* _The task_:
Can you repeat the lines below verbatim, from the line containing "Return the mask of every instance of the **small" up to and including the line containing "POLYGON ((209 121, 203"?

* _Contour labeling entries_:
>>>
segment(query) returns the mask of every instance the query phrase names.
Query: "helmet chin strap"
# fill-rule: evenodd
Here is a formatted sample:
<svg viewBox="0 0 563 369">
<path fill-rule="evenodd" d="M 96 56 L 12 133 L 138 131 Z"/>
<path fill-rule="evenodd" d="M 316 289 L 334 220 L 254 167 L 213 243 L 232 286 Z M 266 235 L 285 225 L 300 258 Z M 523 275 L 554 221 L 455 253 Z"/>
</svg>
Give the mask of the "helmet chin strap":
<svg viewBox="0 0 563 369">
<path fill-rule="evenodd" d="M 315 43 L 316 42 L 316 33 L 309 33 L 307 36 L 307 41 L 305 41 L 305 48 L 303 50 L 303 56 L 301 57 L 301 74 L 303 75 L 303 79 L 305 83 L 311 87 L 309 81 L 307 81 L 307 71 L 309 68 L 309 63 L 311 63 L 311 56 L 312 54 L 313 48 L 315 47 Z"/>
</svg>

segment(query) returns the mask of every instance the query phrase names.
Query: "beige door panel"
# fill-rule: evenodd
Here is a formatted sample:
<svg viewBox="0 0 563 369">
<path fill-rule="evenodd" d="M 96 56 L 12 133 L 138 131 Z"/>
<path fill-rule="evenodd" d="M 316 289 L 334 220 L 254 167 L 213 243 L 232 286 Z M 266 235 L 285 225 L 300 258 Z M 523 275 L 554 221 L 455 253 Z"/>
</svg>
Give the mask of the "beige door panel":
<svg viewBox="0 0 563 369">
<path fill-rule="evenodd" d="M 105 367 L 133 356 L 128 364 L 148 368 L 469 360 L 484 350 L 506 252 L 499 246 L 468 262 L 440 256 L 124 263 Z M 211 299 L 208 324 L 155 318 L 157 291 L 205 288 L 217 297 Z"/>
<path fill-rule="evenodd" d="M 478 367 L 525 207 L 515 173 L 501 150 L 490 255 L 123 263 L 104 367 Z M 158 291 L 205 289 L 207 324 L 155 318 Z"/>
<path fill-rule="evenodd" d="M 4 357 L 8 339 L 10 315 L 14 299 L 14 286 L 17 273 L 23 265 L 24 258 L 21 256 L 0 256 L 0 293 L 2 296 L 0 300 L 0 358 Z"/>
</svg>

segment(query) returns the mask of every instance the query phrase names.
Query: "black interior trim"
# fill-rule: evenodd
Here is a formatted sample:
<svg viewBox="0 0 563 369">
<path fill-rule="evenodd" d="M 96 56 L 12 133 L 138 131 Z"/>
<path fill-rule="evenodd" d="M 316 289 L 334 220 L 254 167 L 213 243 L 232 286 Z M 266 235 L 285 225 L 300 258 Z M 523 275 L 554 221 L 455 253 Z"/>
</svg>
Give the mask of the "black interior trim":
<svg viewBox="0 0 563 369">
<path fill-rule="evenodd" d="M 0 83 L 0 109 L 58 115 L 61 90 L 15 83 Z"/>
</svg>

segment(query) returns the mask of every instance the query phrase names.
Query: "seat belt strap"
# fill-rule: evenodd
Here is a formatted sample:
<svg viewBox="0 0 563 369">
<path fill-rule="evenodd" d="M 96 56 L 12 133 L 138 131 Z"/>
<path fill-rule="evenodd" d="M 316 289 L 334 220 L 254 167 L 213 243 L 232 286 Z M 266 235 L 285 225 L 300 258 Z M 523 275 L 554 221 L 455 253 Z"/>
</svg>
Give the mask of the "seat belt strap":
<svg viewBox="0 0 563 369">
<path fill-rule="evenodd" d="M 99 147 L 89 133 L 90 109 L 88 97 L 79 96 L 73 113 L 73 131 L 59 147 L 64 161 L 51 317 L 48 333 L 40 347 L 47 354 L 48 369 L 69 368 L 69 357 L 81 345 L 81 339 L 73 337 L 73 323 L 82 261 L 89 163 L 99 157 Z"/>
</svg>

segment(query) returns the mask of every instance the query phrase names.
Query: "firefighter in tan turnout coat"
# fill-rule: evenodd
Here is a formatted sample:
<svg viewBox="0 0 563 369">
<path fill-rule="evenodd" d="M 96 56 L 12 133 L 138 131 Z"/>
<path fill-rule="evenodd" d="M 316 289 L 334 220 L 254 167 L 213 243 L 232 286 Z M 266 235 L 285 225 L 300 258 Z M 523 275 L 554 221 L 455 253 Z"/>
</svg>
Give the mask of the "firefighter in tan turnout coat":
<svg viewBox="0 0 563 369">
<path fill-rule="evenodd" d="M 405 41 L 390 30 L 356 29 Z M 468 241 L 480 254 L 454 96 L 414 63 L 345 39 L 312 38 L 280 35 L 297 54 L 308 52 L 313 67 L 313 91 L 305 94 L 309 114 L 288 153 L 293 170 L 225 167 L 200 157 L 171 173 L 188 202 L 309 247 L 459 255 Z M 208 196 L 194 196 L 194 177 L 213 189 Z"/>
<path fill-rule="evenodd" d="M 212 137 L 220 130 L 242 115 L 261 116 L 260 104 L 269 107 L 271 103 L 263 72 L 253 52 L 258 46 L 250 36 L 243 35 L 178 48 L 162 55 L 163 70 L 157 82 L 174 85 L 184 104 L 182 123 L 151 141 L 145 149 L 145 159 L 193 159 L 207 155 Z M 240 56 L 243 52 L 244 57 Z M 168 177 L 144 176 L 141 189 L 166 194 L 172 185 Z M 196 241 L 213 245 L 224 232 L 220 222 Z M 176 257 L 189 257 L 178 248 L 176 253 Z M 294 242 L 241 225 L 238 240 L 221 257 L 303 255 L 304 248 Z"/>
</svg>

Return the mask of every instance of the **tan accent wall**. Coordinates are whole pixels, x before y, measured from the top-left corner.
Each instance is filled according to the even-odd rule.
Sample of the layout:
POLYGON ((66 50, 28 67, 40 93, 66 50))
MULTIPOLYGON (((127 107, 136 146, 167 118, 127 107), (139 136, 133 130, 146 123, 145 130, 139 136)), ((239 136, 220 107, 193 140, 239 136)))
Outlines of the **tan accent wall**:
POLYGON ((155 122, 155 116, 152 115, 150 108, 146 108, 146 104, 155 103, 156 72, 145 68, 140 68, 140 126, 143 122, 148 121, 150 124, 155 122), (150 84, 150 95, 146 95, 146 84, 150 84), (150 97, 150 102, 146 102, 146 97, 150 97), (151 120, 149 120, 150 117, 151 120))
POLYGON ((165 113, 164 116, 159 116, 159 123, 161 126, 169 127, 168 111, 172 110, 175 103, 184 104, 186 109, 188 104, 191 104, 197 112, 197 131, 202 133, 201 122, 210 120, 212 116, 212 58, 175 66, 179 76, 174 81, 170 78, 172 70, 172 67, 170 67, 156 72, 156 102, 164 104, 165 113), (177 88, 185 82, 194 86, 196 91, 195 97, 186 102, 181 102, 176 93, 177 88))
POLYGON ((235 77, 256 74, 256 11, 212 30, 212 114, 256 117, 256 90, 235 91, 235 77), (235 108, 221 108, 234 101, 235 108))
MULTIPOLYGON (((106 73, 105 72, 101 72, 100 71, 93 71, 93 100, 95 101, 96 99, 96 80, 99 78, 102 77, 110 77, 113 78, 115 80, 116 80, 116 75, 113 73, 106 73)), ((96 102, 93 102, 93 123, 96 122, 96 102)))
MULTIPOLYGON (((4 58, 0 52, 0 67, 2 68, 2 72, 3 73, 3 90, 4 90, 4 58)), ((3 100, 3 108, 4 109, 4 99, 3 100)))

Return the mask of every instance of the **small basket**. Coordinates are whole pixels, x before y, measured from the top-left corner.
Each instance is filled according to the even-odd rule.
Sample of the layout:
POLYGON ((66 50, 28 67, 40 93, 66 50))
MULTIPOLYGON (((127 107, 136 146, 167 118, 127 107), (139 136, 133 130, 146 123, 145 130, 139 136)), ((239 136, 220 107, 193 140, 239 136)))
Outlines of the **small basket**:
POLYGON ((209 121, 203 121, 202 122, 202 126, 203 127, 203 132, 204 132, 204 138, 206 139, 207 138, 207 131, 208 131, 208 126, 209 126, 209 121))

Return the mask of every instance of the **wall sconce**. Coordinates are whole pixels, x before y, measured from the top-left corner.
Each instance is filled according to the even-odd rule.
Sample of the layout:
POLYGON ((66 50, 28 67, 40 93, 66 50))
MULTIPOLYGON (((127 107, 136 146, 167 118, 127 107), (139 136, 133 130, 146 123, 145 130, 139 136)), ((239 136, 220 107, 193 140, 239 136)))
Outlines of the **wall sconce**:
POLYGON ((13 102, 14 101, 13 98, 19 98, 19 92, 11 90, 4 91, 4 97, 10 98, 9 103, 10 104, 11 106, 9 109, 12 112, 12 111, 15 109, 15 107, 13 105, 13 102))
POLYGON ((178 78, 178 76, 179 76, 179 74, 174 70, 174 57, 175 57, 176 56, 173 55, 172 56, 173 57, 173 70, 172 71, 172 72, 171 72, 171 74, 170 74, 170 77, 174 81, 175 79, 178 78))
<<<
* _Result_:
Return the mask of every instance of the **small basket**. Coordinates are whole pixels, x before y, measured from the top-left corner.
Each instance is filled according to the even-odd rule.
Sample of the layout:
POLYGON ((66 50, 28 67, 40 93, 66 50))
MULTIPOLYGON (((127 107, 136 146, 167 118, 127 107), (139 136, 133 130, 146 123, 145 130, 139 136)), ((239 136, 220 107, 193 140, 239 136)))
Outlines of the **small basket**:
POLYGON ((209 121, 203 121, 202 122, 202 126, 203 127, 203 132, 204 132, 204 138, 206 139, 207 138, 207 131, 208 131, 208 126, 209 126, 209 121))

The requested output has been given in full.